━━━━━ Input rows
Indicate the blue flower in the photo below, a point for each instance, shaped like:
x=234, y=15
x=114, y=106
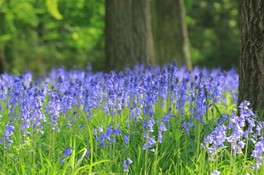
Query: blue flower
x=126, y=164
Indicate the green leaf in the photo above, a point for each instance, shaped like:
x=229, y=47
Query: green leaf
x=53, y=9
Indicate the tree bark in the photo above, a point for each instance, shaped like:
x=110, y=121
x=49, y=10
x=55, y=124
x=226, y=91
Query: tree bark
x=2, y=59
x=170, y=32
x=251, y=71
x=128, y=33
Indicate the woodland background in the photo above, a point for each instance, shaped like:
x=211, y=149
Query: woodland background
x=39, y=35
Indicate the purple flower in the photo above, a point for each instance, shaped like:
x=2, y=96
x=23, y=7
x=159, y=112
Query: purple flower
x=9, y=130
x=68, y=151
x=126, y=164
x=215, y=172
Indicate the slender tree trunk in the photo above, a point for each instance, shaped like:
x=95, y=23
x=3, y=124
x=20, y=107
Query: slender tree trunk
x=2, y=59
x=170, y=32
x=251, y=72
x=184, y=35
x=128, y=36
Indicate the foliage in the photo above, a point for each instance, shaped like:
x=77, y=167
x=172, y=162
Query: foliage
x=214, y=29
x=38, y=36
x=143, y=121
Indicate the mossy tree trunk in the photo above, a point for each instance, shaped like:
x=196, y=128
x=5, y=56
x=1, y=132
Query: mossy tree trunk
x=251, y=71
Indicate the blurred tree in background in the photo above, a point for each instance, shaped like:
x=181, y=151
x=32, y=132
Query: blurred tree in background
x=128, y=34
x=40, y=35
x=214, y=29
x=170, y=32
x=36, y=35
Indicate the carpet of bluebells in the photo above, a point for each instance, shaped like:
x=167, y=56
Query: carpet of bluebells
x=162, y=120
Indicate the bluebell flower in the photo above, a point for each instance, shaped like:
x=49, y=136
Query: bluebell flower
x=8, y=132
x=215, y=172
x=126, y=164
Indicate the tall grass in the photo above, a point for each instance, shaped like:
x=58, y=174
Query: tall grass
x=143, y=121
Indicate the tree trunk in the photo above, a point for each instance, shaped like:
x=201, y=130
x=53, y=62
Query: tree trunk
x=2, y=59
x=170, y=32
x=128, y=36
x=251, y=71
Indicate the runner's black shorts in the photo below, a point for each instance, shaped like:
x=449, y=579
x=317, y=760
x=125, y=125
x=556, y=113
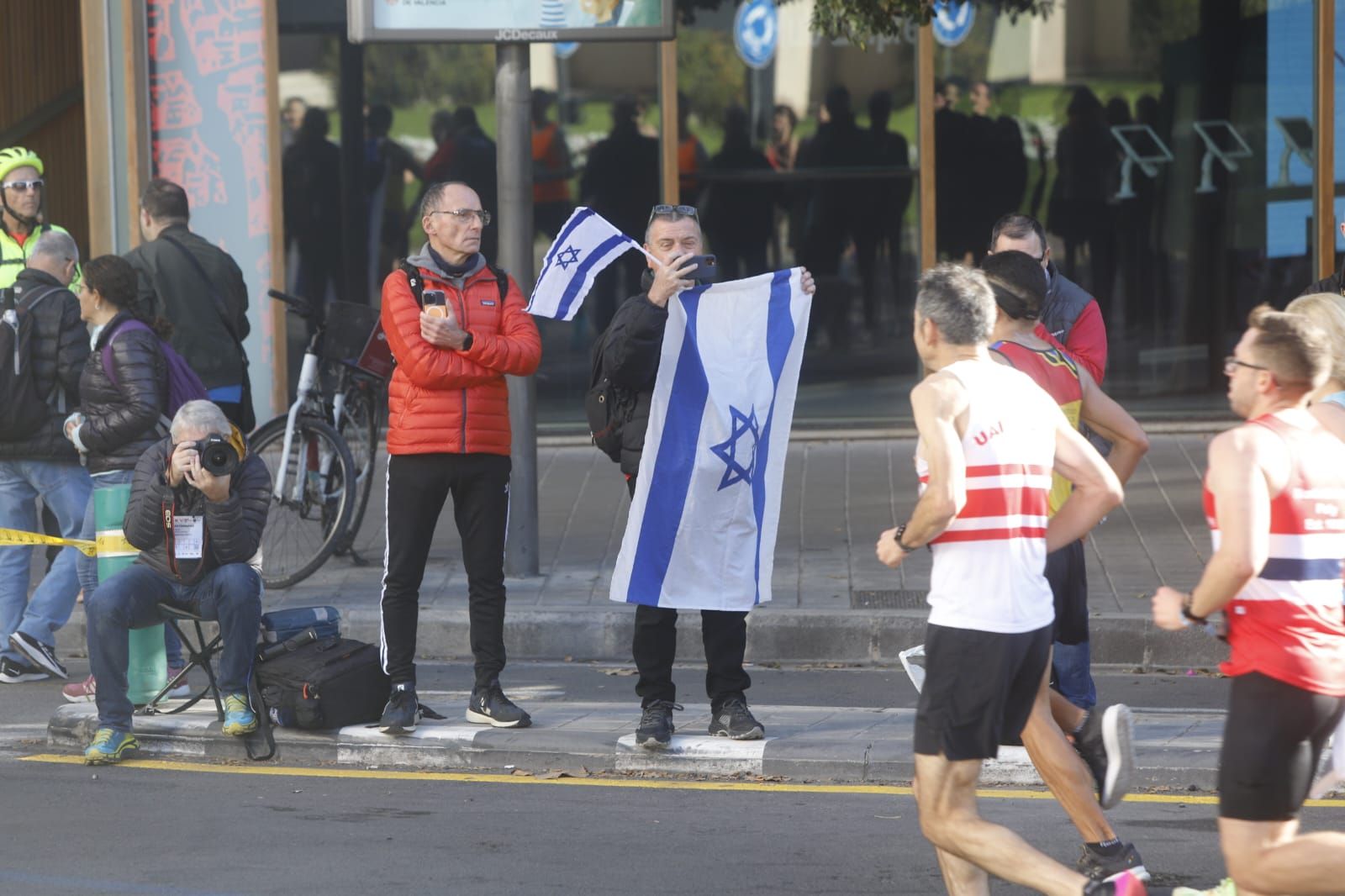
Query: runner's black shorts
x=1273, y=741
x=1067, y=573
x=979, y=689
━━━━━━━━━━
◆ Your instructions:
Starting at the line that has "Indicate the tree bark" and stopping after the line that has "x=128, y=33", write those lines out again with "tree bark" replaced by "bark of the tree" and nothing else changed.

◆ Written solution:
Indicate the bark of the tree in the photo above, a point for each instance, shaped like:
x=110, y=121
x=49, y=10
x=55, y=124
x=226, y=91
Query: bark of the tree
x=2, y=59
x=170, y=32
x=251, y=71
x=128, y=33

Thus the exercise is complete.